» **EXERCISE BRIEF**
The full listing should be set down exactly as it reads.

----- TASK INPUTS -----

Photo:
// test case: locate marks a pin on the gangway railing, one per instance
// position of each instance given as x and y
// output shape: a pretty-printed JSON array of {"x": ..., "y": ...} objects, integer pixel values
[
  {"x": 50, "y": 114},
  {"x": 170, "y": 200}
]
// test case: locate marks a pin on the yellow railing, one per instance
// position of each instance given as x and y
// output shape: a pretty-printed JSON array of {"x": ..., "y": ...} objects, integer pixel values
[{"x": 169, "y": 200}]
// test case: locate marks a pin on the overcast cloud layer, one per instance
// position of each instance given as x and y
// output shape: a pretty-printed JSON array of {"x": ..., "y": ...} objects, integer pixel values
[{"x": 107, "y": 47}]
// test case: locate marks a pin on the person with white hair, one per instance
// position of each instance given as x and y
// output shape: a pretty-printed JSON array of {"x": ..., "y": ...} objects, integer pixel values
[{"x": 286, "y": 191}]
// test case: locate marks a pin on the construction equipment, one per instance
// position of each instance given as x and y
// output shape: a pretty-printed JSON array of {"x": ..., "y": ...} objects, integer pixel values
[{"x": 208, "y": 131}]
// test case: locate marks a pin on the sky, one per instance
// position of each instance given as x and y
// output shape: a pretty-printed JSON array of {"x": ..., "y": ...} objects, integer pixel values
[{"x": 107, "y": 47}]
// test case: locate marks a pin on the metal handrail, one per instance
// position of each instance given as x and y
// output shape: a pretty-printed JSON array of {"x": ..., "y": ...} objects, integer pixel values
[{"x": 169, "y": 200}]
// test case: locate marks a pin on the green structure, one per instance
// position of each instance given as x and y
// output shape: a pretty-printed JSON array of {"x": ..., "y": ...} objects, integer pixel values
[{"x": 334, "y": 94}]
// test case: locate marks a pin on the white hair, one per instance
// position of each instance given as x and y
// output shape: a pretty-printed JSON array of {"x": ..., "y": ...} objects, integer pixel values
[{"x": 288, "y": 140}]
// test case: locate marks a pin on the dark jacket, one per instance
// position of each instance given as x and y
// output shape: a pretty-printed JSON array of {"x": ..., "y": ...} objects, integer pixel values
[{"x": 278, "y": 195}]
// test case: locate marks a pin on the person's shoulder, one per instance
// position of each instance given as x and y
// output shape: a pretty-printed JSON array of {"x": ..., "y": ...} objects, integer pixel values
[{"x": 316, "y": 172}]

-----

» **EXERCISE RESPONSE**
Photo:
// test case: locate marks a pin on the gangway railing, one per instance
// position of each instance given as x and y
// output shape: a pretty-printed JSON array of {"x": ..., "y": ...} objects, integer pixel values
[
  {"x": 50, "y": 114},
  {"x": 170, "y": 200}
]
// test case: locate marks a pin on the yellow railing, one per instance
// position of each instance given as x and y
// output shape: a pretty-printed JSON array of {"x": ..., "y": ...} objects, integer pixel values
[{"x": 169, "y": 200}]
// test case: locate marks a pin on the overcast cloud layer, one per instance
// position of each instance given as x and y
// output shape: a pretty-printed JSON array of {"x": ..., "y": ...} objects, integer pixel values
[{"x": 107, "y": 47}]
// test case: locate marks a pin on the person with white hair, one per instance
// position of each instance given as x and y
// output shape: a pretty-printed JSON array of {"x": ..., "y": ...} objects, integer pixel values
[{"x": 286, "y": 191}]
// test case: locate marks a pin on the construction equipment, one per instance
// position of each instance given as x and y
// output shape: a pretty-printed JSON array of {"x": ..., "y": ...} objects, integer pixel values
[{"x": 208, "y": 131}]
// test case: locate marks a pin on the sky, one per instance
// position of each instance given as x and y
// output shape: a pretty-printed JSON array of {"x": ..., "y": ...} objects, integer pixel values
[{"x": 107, "y": 47}]
// test case: locate marks a pin on the metal handrail, one per instance
// position of each instance given as x and y
// output shape: a pretty-printed JSON array of {"x": ..., "y": ...} objects, integer pixel values
[{"x": 169, "y": 200}]
// test case: locate marks a pin on the green structure, one per instance
// position of each instance given as x and y
// output shape: a pretty-printed JSON array of {"x": ..., "y": ...} objects, integer pixel values
[{"x": 334, "y": 94}]
// test case: locate marks a pin on the white hair, one per instance
// position of each instance given as x and y
// output shape: a pretty-printed JSON array of {"x": ..., "y": ...} objects, integer pixel values
[{"x": 288, "y": 140}]
// test case: locate marks a pin on the dark jacket, one per instance
// position of each instance given as x and y
// output shape: a pretty-printed JSON array of {"x": ..., "y": ...} objects, integer pixel values
[{"x": 278, "y": 195}]
// test case: locate marks a pin on the person's shoulder, one per instance
// position of each instance given as x and y
// output shape: a pretty-printed JSON array of {"x": ..., "y": ...} objects, integer pixel values
[{"x": 316, "y": 172}]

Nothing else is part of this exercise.